# WORK INSTRUCTIONS
Find how many lines below hold "mirror", then state that number by itself.

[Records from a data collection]
>>>>>

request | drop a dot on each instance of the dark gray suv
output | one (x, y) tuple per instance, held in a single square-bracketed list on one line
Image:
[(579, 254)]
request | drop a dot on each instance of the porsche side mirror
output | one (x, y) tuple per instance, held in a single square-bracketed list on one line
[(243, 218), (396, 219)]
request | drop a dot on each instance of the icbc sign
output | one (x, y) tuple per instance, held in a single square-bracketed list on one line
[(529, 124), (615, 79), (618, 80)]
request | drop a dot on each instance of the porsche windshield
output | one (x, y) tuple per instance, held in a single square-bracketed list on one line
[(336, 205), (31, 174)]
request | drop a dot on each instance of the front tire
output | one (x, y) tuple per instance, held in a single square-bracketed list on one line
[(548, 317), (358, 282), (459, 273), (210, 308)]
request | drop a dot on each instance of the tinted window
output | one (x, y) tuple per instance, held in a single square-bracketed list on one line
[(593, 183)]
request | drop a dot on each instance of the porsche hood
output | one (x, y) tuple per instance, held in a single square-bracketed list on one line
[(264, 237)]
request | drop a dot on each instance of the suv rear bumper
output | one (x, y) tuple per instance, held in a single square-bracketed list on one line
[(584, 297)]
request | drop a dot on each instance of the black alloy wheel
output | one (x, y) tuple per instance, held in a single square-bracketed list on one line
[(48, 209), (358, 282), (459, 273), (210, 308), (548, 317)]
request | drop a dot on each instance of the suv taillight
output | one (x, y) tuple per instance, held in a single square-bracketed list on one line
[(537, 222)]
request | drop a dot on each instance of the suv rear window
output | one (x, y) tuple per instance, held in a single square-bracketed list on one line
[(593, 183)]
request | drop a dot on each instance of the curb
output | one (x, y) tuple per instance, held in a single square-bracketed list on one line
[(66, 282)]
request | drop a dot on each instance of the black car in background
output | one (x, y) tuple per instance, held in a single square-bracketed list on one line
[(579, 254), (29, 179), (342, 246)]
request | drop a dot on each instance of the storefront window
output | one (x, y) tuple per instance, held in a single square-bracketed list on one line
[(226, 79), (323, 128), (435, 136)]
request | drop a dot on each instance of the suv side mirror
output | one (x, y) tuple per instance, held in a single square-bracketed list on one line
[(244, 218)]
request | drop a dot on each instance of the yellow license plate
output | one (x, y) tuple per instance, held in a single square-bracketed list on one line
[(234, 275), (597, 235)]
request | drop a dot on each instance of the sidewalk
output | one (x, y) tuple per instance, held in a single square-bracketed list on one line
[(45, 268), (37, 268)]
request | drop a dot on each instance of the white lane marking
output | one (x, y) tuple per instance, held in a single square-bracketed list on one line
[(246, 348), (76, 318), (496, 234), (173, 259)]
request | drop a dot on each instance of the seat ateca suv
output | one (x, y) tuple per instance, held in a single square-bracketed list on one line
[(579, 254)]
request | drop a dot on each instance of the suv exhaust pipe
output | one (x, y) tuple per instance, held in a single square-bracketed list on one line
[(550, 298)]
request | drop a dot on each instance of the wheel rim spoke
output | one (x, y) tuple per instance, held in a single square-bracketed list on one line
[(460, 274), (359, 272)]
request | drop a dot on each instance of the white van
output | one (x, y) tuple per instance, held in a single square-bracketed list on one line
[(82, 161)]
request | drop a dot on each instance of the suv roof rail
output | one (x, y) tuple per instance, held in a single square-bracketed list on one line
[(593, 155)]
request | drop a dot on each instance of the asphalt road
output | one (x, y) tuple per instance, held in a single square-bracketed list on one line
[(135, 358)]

<<<<<

# RESULT
2